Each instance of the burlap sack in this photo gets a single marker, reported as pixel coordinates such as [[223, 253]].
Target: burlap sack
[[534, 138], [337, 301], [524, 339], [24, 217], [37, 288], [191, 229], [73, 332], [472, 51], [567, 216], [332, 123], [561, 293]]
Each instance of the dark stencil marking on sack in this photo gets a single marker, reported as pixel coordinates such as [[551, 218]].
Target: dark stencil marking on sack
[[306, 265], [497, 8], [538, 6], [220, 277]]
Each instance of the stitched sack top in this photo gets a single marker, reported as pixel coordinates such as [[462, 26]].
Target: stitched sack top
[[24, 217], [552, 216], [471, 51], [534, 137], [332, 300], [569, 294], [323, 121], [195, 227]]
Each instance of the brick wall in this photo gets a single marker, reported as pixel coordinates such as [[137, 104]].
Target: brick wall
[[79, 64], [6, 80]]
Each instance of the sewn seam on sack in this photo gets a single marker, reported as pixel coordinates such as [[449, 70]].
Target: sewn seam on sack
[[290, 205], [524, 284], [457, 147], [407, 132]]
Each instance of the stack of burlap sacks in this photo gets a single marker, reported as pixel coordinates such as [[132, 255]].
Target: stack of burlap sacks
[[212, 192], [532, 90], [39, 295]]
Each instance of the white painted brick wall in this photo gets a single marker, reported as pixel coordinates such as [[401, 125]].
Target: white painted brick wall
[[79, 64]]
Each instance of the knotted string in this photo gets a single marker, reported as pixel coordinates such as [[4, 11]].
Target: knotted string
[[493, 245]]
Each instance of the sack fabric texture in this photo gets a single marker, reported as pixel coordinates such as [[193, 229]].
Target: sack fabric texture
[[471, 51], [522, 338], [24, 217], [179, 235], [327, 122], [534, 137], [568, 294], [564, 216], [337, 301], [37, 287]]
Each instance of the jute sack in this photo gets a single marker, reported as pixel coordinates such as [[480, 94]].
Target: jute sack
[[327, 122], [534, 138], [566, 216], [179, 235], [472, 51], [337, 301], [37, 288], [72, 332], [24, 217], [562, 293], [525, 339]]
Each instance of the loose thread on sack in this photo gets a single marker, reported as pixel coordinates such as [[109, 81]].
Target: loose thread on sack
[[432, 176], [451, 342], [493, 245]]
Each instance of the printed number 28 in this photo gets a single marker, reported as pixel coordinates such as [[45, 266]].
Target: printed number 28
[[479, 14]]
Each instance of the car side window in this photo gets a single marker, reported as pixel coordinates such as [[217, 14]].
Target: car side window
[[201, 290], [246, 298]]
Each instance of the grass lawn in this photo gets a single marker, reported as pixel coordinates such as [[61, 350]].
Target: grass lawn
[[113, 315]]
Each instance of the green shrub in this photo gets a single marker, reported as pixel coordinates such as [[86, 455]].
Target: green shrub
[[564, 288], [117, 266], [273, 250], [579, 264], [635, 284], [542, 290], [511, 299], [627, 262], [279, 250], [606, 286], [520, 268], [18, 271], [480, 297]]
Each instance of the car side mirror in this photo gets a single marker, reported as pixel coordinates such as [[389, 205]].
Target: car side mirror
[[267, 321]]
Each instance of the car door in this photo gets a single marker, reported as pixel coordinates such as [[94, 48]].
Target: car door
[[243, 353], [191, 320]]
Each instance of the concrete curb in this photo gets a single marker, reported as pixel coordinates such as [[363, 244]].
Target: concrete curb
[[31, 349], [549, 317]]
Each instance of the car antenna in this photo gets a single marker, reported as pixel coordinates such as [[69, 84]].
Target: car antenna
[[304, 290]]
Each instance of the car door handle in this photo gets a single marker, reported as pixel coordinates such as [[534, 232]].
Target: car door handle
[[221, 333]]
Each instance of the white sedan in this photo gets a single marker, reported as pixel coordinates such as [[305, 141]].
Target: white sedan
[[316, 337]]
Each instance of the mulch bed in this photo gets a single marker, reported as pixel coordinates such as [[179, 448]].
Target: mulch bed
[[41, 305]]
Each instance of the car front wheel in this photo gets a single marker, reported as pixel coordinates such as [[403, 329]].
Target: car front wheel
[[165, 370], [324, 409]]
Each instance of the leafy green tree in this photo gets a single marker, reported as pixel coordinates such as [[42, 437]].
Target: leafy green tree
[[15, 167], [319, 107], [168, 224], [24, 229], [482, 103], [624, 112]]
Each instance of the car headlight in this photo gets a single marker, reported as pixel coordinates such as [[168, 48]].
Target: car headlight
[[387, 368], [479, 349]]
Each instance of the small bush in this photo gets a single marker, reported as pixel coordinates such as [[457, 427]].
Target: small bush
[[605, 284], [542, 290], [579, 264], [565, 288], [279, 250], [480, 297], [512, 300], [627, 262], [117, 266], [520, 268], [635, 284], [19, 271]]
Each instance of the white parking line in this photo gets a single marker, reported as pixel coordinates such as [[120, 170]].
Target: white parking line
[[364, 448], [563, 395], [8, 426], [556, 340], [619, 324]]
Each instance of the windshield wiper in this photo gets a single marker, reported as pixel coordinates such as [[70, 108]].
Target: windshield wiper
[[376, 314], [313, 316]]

# # #

**TASK INSTRUCTIONS**
Using the records above, write out exactly the lines between the one holding "Target: printed number 28" and the one holding "Each instance of the green", inclusive; leave everything else out.

**EXERCISE SOLUTION**
Target: printed number 28
[[479, 14]]
Each instance of the car side window in this photo gets a single marker, reported as pixel coordinates such as [[217, 14]].
Target: car side window
[[201, 290], [246, 298]]
Each instance of the grass lawn in this photo gets a single marker, reported as pixel coordinates such as [[61, 350]].
Target: grass lawn
[[113, 315]]
Each instance of the green shrub in this photo gets a single marker, reported as pixel coordinates such as [[86, 455]].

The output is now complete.